AIM OF THE EXERCISE: According to the book review below, in which present-day countries did popular assemblies check tyrants before Athenian democracy?

— start SOURCE TEXT —

The Shortest History of Democracy
“Many [people],” John Keane tells us, “think democracy is fucked.” That’s the context for Keane’s fascinating little book: a history – as per its title – but also a defence of democracy. He begins by busting some myths.
The traditional Anglophile narrative starts with classical Greece. But long before Athenian democracy, popular assemblies checked the ambitions of tyrants across what’s now Syria, Iraq and Iran. “[D]emocracy of the Greek kind,” Keane says, “had Eastern roots, and […] today’s democracies are indebted to the first experiments in self-government by peoples who have been, for much of history, written of as incapable of democracy in any sense.”
Keane does not discuss pre-class cultures, even though the egalitarianism of hunter-gathering seems to have facilitated decision-making systems that more hierarchical agricultural societies could not replicate. Instead, he problematises the assembly-based democracies of the ancients, in which citizens – a category that usually excluded women and slaves – deliberated in the public squares of small city-states.

— end SOURCE TEXT —
— start STORED ROWS —

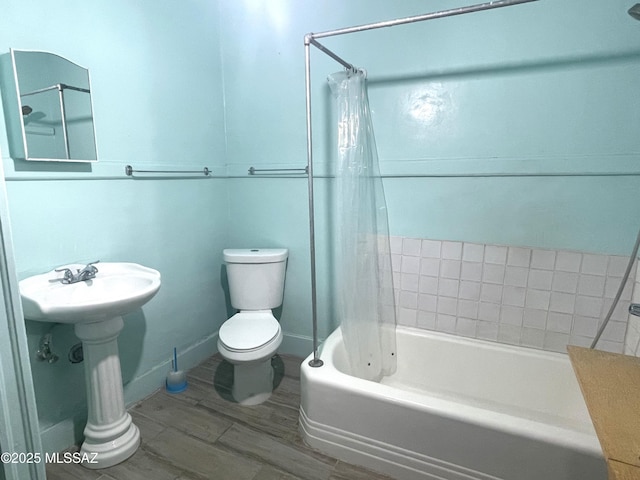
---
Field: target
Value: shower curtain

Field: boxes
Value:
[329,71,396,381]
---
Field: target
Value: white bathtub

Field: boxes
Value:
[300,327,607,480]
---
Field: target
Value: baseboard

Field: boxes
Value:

— end STORED ROWS —

FINAL RESULT: Syria, Iraq and Iran.